== Aim of the exercise ==
Set down the whole listing verbatim.

[Records of labeled points]

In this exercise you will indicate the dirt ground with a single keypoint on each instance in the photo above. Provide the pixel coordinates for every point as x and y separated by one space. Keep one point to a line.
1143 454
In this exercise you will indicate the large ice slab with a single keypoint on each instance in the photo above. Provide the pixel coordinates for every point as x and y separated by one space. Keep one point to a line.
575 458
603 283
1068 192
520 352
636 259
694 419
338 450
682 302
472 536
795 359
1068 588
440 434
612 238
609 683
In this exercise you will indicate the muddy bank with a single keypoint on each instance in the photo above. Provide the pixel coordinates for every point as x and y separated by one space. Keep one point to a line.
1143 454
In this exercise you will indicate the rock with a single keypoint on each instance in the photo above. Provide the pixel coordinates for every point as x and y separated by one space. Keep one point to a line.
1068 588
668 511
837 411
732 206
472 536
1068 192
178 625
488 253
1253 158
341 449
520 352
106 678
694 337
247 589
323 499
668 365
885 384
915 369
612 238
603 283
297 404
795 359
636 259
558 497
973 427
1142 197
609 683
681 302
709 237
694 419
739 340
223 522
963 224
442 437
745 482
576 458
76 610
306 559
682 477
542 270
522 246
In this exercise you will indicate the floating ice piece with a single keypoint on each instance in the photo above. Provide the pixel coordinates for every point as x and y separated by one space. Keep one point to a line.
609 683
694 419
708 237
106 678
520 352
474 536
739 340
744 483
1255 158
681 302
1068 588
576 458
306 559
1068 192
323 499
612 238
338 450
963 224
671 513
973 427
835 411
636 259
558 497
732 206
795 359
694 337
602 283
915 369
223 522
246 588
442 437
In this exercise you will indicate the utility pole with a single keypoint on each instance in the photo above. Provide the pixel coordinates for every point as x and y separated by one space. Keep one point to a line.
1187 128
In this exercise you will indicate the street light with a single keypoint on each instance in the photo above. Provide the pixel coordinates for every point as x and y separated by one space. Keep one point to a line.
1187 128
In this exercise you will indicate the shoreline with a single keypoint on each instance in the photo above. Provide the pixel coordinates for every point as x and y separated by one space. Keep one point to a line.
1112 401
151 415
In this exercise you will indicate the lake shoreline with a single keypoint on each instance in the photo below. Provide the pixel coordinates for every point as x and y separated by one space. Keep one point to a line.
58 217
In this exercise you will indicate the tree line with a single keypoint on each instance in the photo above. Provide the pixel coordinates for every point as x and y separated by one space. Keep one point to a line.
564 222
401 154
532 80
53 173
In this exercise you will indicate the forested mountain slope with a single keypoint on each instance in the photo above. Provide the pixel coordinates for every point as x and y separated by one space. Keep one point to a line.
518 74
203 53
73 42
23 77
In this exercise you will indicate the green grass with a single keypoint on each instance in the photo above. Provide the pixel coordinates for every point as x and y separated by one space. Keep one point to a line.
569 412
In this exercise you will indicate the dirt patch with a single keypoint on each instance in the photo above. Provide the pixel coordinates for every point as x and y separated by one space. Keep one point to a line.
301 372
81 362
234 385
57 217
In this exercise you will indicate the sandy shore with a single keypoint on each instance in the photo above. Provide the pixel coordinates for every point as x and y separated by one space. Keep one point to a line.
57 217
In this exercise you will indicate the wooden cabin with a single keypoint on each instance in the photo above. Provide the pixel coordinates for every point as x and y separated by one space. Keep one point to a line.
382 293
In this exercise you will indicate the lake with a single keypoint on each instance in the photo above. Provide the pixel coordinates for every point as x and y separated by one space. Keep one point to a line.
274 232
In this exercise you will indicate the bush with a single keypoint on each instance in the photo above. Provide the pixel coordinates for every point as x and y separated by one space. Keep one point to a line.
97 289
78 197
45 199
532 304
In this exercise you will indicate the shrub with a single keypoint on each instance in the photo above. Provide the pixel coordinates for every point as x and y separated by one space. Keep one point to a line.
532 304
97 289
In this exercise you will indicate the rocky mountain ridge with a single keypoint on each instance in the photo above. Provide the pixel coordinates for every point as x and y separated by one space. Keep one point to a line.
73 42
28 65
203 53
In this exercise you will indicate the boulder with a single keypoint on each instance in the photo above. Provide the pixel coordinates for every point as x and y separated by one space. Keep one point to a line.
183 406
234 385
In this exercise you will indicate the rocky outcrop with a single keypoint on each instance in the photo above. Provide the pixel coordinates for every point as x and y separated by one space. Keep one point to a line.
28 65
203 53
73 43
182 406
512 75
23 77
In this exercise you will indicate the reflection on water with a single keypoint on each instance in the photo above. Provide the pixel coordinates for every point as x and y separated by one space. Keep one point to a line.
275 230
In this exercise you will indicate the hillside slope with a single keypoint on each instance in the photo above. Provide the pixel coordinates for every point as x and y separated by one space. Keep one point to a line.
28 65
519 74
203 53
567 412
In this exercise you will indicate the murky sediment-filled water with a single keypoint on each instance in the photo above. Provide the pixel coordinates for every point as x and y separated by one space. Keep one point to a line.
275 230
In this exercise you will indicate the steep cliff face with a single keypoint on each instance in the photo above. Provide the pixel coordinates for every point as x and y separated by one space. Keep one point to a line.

== Output for this task ==
In this exercise you will indicate the dirt ground with a single keypoint on each instance in the photo above. Provide the pixel coordinates for every point as x and y separated by one space. Keep one point to a line.
1143 454
In this exercise you will indicate the large ice slab with a single keypoint on each instance in the photo above. Provide the pixel coordinates for every point as x and y separated by one space. Keep one point to a line.
575 458
603 283
1068 192
520 352
636 259
694 419
338 450
682 302
472 536
795 359
1068 588
440 434
612 238
609 683
In this exercise you will indicate the muddy bank with a single keypoint on each instance in the photo above. Provide the pixel coordinates for every point as x and y separated by one space. Keep one point to a line.
1143 454
In this exercise you will indicate the rock with a single keypoint on each instance in the photo above. Provide the pixel coordinates for every point as x and y separated by one space. Keep one point to a line.
1068 588
668 511
837 411
732 206
472 536
1068 192
178 625
488 253
1253 158
341 449
520 352
106 678
694 337
247 589
323 499
668 365
885 384
915 369
612 238
603 283
297 404
795 359
636 259
558 497
973 427
1142 197
609 683
681 302
709 237
694 419
739 340
223 522
963 224
442 437
745 482
576 458
76 610
306 559
682 477
542 270
522 246
In this exercise you will indicate the floating ice piece with a single keypoint on each instance in the photo above. Provide the pixel coordinates for every point as x and y separated by one space. Keep one point to a line.
609 683
694 419
708 237
106 678
520 352
474 536
739 340
744 483
1255 158
681 302
1068 588
576 458
306 559
1068 192
323 499
612 238
338 450
963 224
671 513
973 427
835 411
636 259
558 497
732 206
795 359
694 337
602 283
915 369
223 522
246 588
442 437
In this exercise you will indicate the utility pole with a single keypoint on each instance in the photo above. Provide the pixel coordinates for every point as x and y separated by one space. Keep one point to a line.
1187 128
In this exercise you will indicate the street light with a single keypoint on each instance in the photo above. Provide the pixel coordinates for every point as x and y separated by one space. Keep one point to a line.
1187 128
In this exercise you will indicate the shoreline with a single keypoint on each instance in the photo above. Provide the pixel coordinates for every point as x and y separated by one space. Keep one point to a line.
1112 401
151 415
In this exercise you will indicate the lake shoreline with a single keypoint on each instance in the photo below. Provide the pixel coordinates for every point as x and y separated by one space. Keep one point to a line.
58 217
In this exercise you will indicate the tree line with a single keypoint on each instance in the photo above. Provide the pixel coordinates for every point as x and y separated by one space. Keep one point to a line.
564 222
401 154
532 80
53 173
In this exercise you will indicate the forested mountain slope with a single keypoint on each instance in the photo above. Provide the pixel coordinates for every point as x and y separated by one space. Keep one point to a line.
518 74
203 53
73 42
23 77
In this exercise you will indicate the green grass with a single keypoint on each instance in the photo above. Provide the pixel coordinates for every point as x and y separated by one space. Keep one point to a line.
569 412
In this exercise you will indicate the dirt patch with a single keypoint on each instance in the photo above. Provide the pixel coordinates for every point as x and y separated by one space. Keep one point to a line.
301 372
81 362
234 385
57 217
In this exercise you will indicate the sandy shore with a single keypoint on each instance in the photo above. Provide the pixel coordinates for every point as x and y separated by one space. Keep one point to a line.
57 217
In this exercise you will indicate the wooden cabin with a single keypoint on each instance in the photo above. Provide the pixel coordinates for every point as x and y separated by one space. Keep one point to a line.
382 293
In this exercise you will indicate the lake with a single keypoint on each instance in the photo above. Provide the pixel coordinates for every point as x and y separated by one space. Keep one point to a line.
274 232
In this exercise you will indicate the bush with a single keypoint on each instance in the photo above. Provide the pixel coordinates for every point as x and y separated by one space. Keep one point to a line.
97 289
78 197
45 199
532 304
In this exercise you will indicate the shrub with a single keypoint on each instance in the photo above. Provide the pixel coordinates for every point as x and y separated by one space. Keep one point to a line.
532 304
97 289
In this exercise you will indicate the rocky mountain ridge with a single keypoint on each instance in the photo above. Provide the pixel coordinates for every point as x and y separated by one space. Keep one point to a line.
73 42
28 65
203 53
In this exercise you will indicate the boulder with a single keypoint on each instance in the photo above. Provide the pixel coordinates for every point as x and y separated by one space. Keep one point to a line.
183 406
234 385
In this exercise you will indicate the rocky outcrop with a single keypoint on each instance in the photo above. Provide the pixel coordinates for every point as x and y separated by one space. Keep one point to a line.
28 65
203 53
73 43
182 406
512 75
23 77
In this exercise you will indicate the reflection on water with a single keypoint on each instance in the photo above. Provide the pixel coordinates for every point as x and y separated by one space. Keep one point to a line.
275 230
In this exercise you will indicate the hillside slope with a single keypoint on each instance in the photo above. Provide the pixel coordinates for every point as x and y separated by one space. Keep one point to a line.
28 65
519 74
203 53
567 412
In this exercise you will indicate the murky sediment-filled water with a single keypoint on each instance in the photo above. Provide the pixel coordinates for every point as x and y separated by one space. Keep one point to a line.
275 230
In this exercise you will indicate the steep cliff face with a single keypoint on each instance in the photo above. Provide the pixel coordinates for every point as x and y separated by one space. Keep one point to a line.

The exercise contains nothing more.